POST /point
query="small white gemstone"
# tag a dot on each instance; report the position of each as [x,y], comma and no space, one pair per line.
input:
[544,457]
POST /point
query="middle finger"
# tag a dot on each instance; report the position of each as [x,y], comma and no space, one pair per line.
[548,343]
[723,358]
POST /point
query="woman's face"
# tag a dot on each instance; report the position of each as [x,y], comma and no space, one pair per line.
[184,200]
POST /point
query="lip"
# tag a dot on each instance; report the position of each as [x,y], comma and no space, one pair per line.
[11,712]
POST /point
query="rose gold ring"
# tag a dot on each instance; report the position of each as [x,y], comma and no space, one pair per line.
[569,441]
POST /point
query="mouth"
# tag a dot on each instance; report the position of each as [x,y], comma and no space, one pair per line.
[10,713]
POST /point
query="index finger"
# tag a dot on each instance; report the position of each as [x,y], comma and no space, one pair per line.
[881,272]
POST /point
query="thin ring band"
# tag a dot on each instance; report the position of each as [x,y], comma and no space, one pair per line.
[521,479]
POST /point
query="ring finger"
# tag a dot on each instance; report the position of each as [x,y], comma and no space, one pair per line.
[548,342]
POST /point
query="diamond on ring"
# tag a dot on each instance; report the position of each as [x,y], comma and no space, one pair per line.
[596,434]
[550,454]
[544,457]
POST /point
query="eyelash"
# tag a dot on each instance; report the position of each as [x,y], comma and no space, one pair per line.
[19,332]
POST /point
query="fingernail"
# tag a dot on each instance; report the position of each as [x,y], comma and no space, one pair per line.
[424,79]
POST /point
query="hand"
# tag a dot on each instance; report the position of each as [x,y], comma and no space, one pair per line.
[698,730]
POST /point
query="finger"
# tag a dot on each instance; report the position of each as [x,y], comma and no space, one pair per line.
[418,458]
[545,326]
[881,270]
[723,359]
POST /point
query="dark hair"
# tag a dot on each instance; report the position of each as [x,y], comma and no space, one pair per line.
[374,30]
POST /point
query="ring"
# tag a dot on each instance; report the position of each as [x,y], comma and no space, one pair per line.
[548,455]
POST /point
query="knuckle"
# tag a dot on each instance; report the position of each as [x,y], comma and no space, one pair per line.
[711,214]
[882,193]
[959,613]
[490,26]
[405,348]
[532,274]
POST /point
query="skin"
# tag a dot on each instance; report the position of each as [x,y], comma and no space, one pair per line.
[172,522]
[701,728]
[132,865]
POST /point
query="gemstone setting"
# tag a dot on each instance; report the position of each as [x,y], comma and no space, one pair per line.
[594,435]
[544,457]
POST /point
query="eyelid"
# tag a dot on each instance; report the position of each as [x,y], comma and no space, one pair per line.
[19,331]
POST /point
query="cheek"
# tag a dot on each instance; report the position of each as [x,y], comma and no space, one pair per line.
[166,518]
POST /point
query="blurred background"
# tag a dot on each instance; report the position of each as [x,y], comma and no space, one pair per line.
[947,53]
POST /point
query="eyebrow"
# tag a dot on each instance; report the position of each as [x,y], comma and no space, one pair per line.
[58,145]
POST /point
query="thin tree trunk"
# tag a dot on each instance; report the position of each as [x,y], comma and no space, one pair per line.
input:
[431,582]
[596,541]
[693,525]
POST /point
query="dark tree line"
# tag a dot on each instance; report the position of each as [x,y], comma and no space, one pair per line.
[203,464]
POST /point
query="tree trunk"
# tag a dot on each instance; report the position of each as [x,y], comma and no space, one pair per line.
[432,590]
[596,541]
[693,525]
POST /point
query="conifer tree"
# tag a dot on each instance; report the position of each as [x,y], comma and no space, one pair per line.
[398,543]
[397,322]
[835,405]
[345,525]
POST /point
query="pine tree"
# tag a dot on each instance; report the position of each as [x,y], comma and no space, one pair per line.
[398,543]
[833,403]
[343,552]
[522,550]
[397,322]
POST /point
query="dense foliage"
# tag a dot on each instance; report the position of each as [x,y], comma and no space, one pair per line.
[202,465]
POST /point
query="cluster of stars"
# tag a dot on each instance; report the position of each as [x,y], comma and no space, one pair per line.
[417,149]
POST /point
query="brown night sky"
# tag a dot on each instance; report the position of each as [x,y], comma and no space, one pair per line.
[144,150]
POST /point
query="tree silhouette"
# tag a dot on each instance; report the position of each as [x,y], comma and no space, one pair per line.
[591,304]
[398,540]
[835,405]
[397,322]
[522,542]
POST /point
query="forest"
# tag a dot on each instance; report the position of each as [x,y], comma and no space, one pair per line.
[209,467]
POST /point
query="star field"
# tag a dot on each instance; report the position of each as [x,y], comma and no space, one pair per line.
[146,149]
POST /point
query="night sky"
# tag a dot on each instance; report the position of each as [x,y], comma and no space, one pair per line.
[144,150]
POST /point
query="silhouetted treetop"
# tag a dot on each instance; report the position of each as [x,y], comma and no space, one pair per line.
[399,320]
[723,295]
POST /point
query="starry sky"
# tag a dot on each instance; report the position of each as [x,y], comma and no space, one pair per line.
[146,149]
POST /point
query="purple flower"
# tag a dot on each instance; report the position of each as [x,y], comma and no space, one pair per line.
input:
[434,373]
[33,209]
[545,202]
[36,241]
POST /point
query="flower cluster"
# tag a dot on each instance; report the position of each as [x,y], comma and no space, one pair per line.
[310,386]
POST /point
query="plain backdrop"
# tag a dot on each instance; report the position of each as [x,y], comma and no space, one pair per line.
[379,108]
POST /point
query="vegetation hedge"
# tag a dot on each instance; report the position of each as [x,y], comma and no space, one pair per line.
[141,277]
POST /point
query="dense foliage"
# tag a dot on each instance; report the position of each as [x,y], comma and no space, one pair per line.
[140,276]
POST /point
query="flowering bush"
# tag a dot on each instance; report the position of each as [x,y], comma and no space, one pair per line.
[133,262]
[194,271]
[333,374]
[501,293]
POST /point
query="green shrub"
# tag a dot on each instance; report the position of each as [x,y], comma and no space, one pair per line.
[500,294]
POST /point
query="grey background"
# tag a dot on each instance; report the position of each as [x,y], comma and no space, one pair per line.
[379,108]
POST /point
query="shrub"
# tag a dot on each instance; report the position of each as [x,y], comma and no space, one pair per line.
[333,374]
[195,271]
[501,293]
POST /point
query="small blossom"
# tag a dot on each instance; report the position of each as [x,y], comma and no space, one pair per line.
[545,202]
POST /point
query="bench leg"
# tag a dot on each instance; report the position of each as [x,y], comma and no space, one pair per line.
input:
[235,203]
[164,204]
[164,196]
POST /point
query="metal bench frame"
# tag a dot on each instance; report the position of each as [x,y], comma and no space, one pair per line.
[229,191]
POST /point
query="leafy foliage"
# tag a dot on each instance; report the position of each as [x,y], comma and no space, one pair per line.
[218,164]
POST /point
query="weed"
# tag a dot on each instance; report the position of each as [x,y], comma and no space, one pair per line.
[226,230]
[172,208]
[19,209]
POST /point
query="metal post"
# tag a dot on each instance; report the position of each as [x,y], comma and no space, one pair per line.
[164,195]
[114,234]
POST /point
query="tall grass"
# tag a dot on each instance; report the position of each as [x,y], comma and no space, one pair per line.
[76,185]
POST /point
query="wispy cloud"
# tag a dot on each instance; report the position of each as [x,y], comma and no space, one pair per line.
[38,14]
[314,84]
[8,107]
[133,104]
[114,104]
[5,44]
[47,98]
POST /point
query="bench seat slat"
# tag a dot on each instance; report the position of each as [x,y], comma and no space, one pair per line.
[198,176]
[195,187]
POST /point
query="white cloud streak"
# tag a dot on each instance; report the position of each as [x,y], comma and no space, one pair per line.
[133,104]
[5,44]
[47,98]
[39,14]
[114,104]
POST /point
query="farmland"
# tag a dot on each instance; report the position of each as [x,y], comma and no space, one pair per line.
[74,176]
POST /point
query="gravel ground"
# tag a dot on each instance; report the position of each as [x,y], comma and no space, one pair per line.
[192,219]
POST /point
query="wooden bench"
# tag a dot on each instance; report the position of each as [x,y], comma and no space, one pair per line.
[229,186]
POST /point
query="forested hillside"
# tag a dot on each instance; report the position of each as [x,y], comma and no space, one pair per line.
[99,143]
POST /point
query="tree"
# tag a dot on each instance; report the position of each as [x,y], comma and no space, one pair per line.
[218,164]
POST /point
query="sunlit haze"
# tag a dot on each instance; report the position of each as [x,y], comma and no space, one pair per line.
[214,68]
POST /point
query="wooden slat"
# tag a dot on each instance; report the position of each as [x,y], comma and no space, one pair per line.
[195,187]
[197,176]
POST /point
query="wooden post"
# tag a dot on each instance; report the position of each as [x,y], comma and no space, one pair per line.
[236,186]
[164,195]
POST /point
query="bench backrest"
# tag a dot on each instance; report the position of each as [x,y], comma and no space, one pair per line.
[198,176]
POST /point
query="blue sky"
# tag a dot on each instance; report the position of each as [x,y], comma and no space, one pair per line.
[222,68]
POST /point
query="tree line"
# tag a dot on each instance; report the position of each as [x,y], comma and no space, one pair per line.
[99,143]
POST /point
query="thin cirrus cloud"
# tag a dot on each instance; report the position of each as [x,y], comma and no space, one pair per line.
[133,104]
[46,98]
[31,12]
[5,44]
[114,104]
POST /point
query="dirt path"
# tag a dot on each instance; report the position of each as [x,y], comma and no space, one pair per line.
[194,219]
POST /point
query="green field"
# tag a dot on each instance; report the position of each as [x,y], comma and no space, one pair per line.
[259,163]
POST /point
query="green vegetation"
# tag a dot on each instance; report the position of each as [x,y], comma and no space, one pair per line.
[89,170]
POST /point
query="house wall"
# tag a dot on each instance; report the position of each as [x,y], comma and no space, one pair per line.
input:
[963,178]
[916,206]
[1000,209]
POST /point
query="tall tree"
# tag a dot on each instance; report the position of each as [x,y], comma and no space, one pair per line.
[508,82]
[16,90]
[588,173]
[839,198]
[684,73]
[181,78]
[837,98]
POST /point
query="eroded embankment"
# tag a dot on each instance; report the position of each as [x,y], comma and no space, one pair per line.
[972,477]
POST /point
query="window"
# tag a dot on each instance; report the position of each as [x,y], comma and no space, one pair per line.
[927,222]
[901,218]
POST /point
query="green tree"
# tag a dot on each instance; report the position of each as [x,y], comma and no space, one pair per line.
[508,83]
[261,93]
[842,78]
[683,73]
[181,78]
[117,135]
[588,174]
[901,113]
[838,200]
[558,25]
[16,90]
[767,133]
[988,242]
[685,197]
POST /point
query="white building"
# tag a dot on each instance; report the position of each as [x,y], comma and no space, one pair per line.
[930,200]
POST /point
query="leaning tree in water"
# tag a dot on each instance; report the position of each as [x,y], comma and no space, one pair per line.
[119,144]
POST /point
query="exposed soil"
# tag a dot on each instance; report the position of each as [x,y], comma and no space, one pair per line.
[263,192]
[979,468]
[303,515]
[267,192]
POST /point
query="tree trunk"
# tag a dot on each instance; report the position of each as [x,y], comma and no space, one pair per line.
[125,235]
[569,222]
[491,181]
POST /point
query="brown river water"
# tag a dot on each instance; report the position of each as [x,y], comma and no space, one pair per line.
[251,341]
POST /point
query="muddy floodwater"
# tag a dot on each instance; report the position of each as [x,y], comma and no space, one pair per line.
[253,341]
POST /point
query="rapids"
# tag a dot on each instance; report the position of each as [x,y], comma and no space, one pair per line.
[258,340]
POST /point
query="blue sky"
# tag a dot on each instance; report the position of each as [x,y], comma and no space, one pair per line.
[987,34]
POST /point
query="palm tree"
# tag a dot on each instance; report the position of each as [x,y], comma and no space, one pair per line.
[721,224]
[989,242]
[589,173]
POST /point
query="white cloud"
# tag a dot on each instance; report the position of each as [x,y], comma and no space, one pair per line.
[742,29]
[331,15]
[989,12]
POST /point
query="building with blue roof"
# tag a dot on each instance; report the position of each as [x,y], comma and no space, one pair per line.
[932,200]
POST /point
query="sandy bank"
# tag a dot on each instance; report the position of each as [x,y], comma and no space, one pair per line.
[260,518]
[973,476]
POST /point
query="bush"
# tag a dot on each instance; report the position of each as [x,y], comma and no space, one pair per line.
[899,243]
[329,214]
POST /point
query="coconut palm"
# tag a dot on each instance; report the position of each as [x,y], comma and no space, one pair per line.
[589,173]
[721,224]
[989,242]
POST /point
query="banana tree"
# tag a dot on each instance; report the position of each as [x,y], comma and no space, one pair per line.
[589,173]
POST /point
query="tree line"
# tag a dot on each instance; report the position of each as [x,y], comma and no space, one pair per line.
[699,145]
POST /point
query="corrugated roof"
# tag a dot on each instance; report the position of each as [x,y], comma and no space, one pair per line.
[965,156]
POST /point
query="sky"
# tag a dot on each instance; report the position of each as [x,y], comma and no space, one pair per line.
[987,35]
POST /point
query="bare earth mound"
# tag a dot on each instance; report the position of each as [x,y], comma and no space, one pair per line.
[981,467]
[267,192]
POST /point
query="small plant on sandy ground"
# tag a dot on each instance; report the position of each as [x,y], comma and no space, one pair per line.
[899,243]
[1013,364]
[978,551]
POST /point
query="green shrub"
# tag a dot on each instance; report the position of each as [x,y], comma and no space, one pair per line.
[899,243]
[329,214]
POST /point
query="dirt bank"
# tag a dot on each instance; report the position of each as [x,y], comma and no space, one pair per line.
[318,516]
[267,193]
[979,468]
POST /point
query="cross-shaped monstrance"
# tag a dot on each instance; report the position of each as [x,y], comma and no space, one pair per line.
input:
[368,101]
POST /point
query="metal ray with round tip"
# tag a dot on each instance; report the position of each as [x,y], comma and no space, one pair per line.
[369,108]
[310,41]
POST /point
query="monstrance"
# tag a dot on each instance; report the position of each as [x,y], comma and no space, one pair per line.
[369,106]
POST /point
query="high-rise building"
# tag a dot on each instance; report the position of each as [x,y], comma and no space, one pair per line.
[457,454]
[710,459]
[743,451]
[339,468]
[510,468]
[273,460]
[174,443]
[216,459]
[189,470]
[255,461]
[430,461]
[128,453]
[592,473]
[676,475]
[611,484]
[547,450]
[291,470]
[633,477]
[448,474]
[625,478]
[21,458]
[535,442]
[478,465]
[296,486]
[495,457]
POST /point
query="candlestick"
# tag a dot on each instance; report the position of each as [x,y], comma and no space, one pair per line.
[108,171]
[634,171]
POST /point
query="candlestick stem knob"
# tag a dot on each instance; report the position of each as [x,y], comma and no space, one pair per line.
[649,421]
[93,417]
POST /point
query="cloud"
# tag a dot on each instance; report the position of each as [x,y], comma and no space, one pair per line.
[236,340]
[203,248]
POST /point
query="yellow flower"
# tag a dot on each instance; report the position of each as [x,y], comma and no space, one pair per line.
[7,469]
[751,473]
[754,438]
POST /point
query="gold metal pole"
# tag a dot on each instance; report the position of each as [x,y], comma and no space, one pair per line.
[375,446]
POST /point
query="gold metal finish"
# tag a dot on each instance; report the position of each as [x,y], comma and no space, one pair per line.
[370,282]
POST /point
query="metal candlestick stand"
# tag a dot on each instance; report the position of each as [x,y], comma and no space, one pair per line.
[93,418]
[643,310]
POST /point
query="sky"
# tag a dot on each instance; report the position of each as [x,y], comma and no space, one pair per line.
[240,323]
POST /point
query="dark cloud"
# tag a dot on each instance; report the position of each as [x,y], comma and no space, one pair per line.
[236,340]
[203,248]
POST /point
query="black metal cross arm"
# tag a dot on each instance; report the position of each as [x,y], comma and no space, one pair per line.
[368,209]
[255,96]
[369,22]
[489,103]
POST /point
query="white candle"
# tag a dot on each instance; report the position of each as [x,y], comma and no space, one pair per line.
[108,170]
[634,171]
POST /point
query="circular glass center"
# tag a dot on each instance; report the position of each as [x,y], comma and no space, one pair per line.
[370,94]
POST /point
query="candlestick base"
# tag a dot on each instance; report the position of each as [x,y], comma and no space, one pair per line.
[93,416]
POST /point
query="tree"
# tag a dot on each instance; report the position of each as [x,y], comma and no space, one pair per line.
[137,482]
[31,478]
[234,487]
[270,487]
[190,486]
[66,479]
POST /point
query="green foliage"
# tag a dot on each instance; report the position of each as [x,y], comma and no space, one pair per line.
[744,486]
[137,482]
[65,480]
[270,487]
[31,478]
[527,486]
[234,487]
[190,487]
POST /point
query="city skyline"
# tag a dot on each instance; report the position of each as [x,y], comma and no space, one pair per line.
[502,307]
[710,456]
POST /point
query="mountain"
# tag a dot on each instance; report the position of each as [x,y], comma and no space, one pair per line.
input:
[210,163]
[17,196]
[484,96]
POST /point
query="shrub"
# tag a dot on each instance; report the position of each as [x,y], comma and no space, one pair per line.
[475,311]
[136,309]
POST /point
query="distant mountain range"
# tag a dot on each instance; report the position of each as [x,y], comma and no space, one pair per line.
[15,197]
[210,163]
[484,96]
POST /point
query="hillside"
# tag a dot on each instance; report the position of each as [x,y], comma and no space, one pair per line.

------------------------

* WHAT THE TASK REQUIRES
Extract from the records above each line that contains the word "gold".

* REPLY
query="rose gold ring"
query="gold metal pole"
query="gold metal finish"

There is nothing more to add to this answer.